───── RECORD EXCERPTS ─────
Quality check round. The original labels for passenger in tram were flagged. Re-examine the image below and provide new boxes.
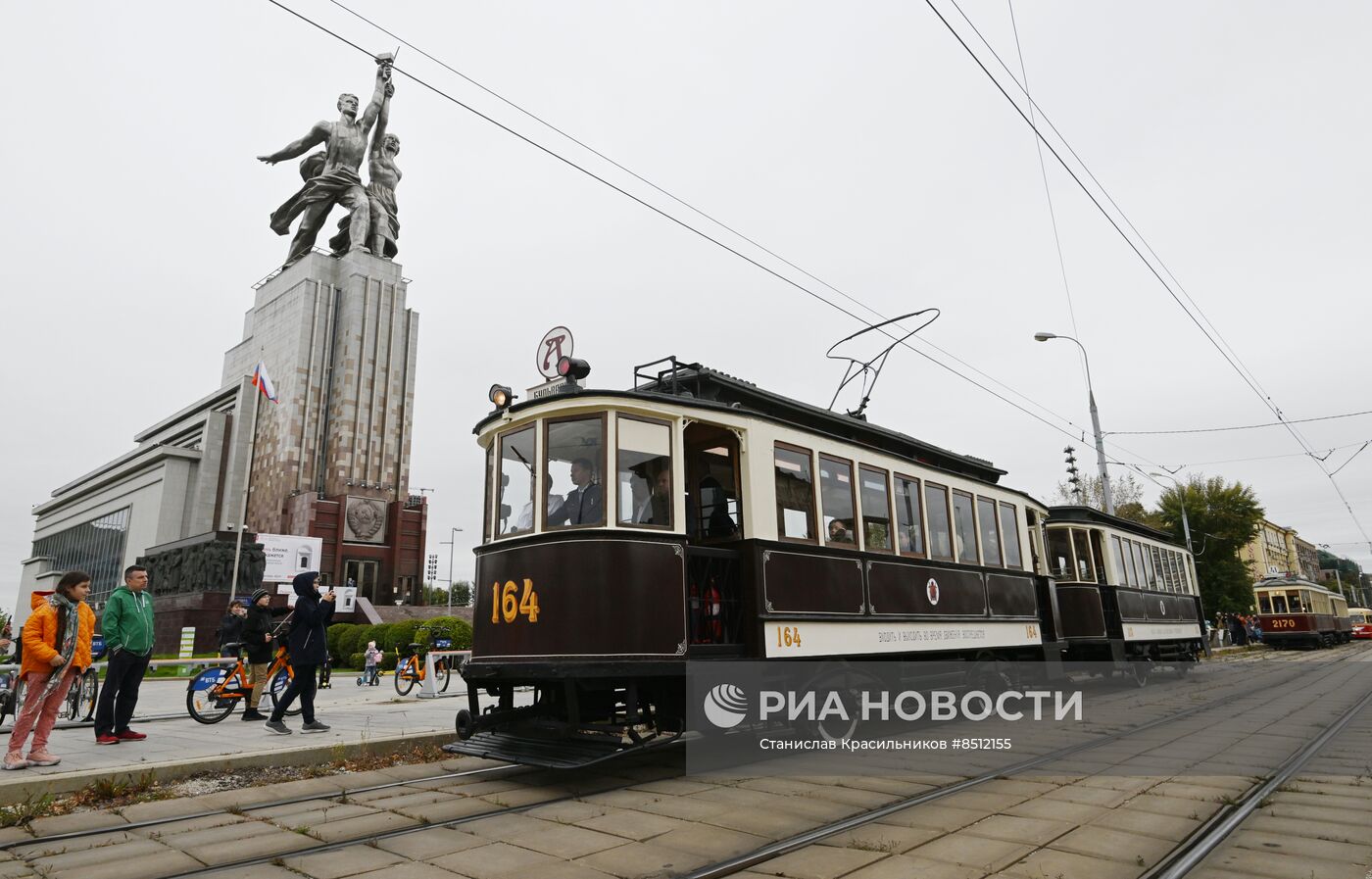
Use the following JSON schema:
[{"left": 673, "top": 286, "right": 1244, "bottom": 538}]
[
  {"left": 548, "top": 458, "right": 605, "bottom": 525},
  {"left": 634, "top": 464, "right": 672, "bottom": 525}
]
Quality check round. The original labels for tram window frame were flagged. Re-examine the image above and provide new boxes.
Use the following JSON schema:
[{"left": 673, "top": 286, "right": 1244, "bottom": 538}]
[
  {"left": 1067, "top": 528, "right": 1097, "bottom": 583},
  {"left": 772, "top": 440, "right": 819, "bottom": 546},
  {"left": 536, "top": 412, "right": 611, "bottom": 532},
  {"left": 950, "top": 488, "right": 981, "bottom": 565},
  {"left": 973, "top": 495, "right": 1005, "bottom": 567},
  {"left": 891, "top": 473, "right": 929, "bottom": 559},
  {"left": 858, "top": 463, "right": 898, "bottom": 554},
  {"left": 996, "top": 501, "right": 1025, "bottom": 570},
  {"left": 614, "top": 413, "right": 676, "bottom": 531},
  {"left": 491, "top": 422, "right": 535, "bottom": 540},
  {"left": 925, "top": 481, "right": 956, "bottom": 562},
  {"left": 481, "top": 437, "right": 495, "bottom": 543},
  {"left": 815, "top": 453, "right": 861, "bottom": 550},
  {"left": 1110, "top": 535, "right": 1129, "bottom": 586}
]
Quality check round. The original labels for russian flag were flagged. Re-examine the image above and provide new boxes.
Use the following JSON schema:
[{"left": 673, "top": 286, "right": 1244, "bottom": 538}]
[{"left": 253, "top": 361, "right": 281, "bottom": 403}]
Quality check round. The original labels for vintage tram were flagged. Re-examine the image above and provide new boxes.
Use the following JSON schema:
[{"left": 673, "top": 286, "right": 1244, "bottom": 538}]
[
  {"left": 1252, "top": 576, "right": 1352, "bottom": 650},
  {"left": 449, "top": 358, "right": 1194, "bottom": 766},
  {"left": 1046, "top": 506, "right": 1204, "bottom": 674}
]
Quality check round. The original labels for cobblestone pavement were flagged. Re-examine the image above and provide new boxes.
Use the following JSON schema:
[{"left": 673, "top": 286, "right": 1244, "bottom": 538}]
[{"left": 0, "top": 645, "right": 1372, "bottom": 879}]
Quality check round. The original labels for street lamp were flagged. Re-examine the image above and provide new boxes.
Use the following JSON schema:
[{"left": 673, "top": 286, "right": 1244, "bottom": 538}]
[
  {"left": 1149, "top": 473, "right": 1195, "bottom": 559},
  {"left": 439, "top": 528, "right": 461, "bottom": 615},
  {"left": 1033, "top": 333, "right": 1114, "bottom": 515}
]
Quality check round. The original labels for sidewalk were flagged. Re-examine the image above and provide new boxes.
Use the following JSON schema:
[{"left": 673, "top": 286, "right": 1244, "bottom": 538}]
[{"left": 0, "top": 674, "right": 477, "bottom": 804}]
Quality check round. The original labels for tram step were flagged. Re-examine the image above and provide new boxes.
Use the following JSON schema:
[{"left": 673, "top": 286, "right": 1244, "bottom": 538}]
[{"left": 443, "top": 729, "right": 648, "bottom": 769}]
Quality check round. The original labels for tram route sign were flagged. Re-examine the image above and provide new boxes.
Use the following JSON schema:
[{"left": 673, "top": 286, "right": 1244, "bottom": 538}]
[{"left": 534, "top": 326, "right": 572, "bottom": 380}]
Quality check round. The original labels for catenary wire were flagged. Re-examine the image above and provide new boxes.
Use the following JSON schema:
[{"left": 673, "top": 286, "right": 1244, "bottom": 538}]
[
  {"left": 329, "top": 0, "right": 1142, "bottom": 457},
  {"left": 925, "top": 0, "right": 1372, "bottom": 550},
  {"left": 268, "top": 0, "right": 1168, "bottom": 465}
]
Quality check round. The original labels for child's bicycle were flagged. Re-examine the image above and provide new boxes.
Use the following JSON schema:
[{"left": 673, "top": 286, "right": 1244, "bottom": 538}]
[
  {"left": 395, "top": 645, "right": 453, "bottom": 695},
  {"left": 185, "top": 643, "right": 303, "bottom": 722}
]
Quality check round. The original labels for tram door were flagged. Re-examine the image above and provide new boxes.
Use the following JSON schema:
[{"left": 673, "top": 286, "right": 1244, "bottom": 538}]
[{"left": 683, "top": 423, "right": 744, "bottom": 653}]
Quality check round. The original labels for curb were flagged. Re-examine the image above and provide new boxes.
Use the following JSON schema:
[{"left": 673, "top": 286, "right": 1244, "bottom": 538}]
[{"left": 0, "top": 729, "right": 456, "bottom": 805}]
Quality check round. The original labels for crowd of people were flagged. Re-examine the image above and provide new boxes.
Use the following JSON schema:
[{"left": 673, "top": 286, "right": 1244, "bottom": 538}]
[{"left": 0, "top": 565, "right": 335, "bottom": 769}]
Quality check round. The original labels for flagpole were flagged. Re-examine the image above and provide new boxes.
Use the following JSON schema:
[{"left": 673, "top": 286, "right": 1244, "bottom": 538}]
[{"left": 229, "top": 385, "right": 262, "bottom": 602}]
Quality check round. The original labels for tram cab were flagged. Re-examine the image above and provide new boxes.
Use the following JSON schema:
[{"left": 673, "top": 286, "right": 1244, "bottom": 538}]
[
  {"left": 1252, "top": 576, "right": 1352, "bottom": 650},
  {"left": 1046, "top": 506, "right": 1203, "bottom": 673},
  {"left": 449, "top": 358, "right": 1060, "bottom": 765}
]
─────
#### STATED PROBLEM
Please quote every row above word for word, omitting the pictures.

#### RESULT OF THIS EXERCISE
Quality check round. The original labels for passenger in tram were flagged. Re-examine the image below and provide new boxes.
Use the following JSON schema:
[{"left": 673, "top": 286, "right": 1244, "bottom": 538}]
[
  {"left": 548, "top": 458, "right": 605, "bottom": 525},
  {"left": 634, "top": 464, "right": 672, "bottom": 525}
]
Quality check round. The original labels for tram window frame were flagged. Re-examine the image above and provide new boxes.
Use the following JSON schema:
[{"left": 673, "top": 286, "right": 1244, "bottom": 538}]
[
  {"left": 1067, "top": 528, "right": 1097, "bottom": 583},
  {"left": 772, "top": 440, "right": 819, "bottom": 546},
  {"left": 536, "top": 412, "right": 611, "bottom": 532},
  {"left": 950, "top": 488, "right": 981, "bottom": 565},
  {"left": 973, "top": 495, "right": 1005, "bottom": 567},
  {"left": 891, "top": 473, "right": 929, "bottom": 559},
  {"left": 858, "top": 463, "right": 898, "bottom": 554},
  {"left": 996, "top": 501, "right": 1025, "bottom": 570},
  {"left": 614, "top": 413, "right": 676, "bottom": 531},
  {"left": 491, "top": 422, "right": 535, "bottom": 540},
  {"left": 925, "top": 481, "right": 956, "bottom": 562},
  {"left": 481, "top": 437, "right": 495, "bottom": 543},
  {"left": 815, "top": 453, "right": 861, "bottom": 550},
  {"left": 1110, "top": 535, "right": 1129, "bottom": 586}
]
Quality check round. The original labels for russian flag were flagged. Re-examine the image above and provide new boxes.
Use the following JSON schema:
[{"left": 673, "top": 286, "right": 1244, "bottom": 538}]
[{"left": 253, "top": 361, "right": 281, "bottom": 403}]
Quality check round. The original labels for vintage tram were flagged. Re-examine the image above and provide new boxes.
Use the following JSON schema:
[{"left": 673, "top": 286, "right": 1244, "bottom": 538}]
[
  {"left": 1252, "top": 576, "right": 1352, "bottom": 650},
  {"left": 449, "top": 358, "right": 1194, "bottom": 766},
  {"left": 1046, "top": 506, "right": 1204, "bottom": 674}
]
Quality check round. The original labels for cobblestone pavement were flagged. Re-examine the image above and provide new boxes.
Use the following JSON schema:
[{"left": 673, "top": 286, "right": 1244, "bottom": 538}]
[{"left": 0, "top": 645, "right": 1372, "bottom": 879}]
Quality check round. The original labels for street lamp were flagged. Re-examine the image above and provide new boxes.
Use the following JSON schema:
[{"left": 673, "top": 286, "right": 1244, "bottom": 538}]
[
  {"left": 1149, "top": 473, "right": 1195, "bottom": 559},
  {"left": 439, "top": 528, "right": 461, "bottom": 615},
  {"left": 1033, "top": 333, "right": 1114, "bottom": 515}
]
Quality check round. The original labels for sidewalk were flagged. Re-examine the image above and provide new boxes.
Use the following JSON schema:
[{"left": 673, "top": 286, "right": 1244, "bottom": 538}]
[{"left": 0, "top": 674, "right": 477, "bottom": 804}]
Quality check round. The original labels for tram step were flagged. Re-examine the image above and provide new boxes.
Use the following JSON schema:
[{"left": 673, "top": 286, "right": 1244, "bottom": 538}]
[{"left": 443, "top": 729, "right": 648, "bottom": 769}]
Quality check round. The original labels for tram route sign were flagged. Re-examine the image above and provide new boxes.
Use the following JSON schema:
[{"left": 673, "top": 286, "right": 1244, "bottom": 538}]
[{"left": 534, "top": 326, "right": 572, "bottom": 380}]
Quality check round. The original labels for catenary wire were flagged. Re-examine the image above and provide new boxes.
Use the following JSON schema:
[{"left": 673, "top": 286, "right": 1244, "bottom": 538}]
[
  {"left": 329, "top": 0, "right": 1142, "bottom": 457},
  {"left": 925, "top": 0, "right": 1372, "bottom": 550},
  {"left": 268, "top": 0, "right": 1168, "bottom": 465}
]
Quality check round. The original labels for child's bicycle were flagged. Re-examine the image above and provide new boxes.
Use the following JSON schema:
[{"left": 673, "top": 286, "right": 1244, "bottom": 538}]
[
  {"left": 395, "top": 645, "right": 453, "bottom": 695},
  {"left": 185, "top": 643, "right": 303, "bottom": 722}
]
Quality check round. The original labels for tram door were flagged. Re-examine the image above and provide new boxes.
Use the following JSON schema:
[{"left": 673, "top": 286, "right": 1244, "bottom": 538}]
[{"left": 683, "top": 423, "right": 744, "bottom": 653}]
Quality check round. The original labels for curb were flagged. Re-examine the image above and provide new boxes.
Use the following JSON schema:
[{"left": 673, "top": 286, "right": 1244, "bottom": 538}]
[{"left": 0, "top": 729, "right": 456, "bottom": 805}]
Quality check round. The original labels for crowd of people were flagged. Re-examine the image above and provide new boxes.
Use the following JSON schema:
[{"left": 673, "top": 286, "right": 1244, "bottom": 538}]
[{"left": 0, "top": 565, "right": 335, "bottom": 769}]
Quality check round. The original labels for flagpole were flagged. Re-examine the image above and provide new boxes.
Use the following JSON schema:
[{"left": 673, "top": 286, "right": 1244, "bottom": 538}]
[{"left": 229, "top": 385, "right": 262, "bottom": 602}]
Quality check round. The original labels for tram cab were flagged. Re-examine the image above and provide new boxes.
Use the following JSON schema:
[{"left": 673, "top": 286, "right": 1244, "bottom": 538}]
[
  {"left": 1252, "top": 576, "right": 1352, "bottom": 650},
  {"left": 1046, "top": 506, "right": 1203, "bottom": 673},
  {"left": 449, "top": 358, "right": 1060, "bottom": 765}
]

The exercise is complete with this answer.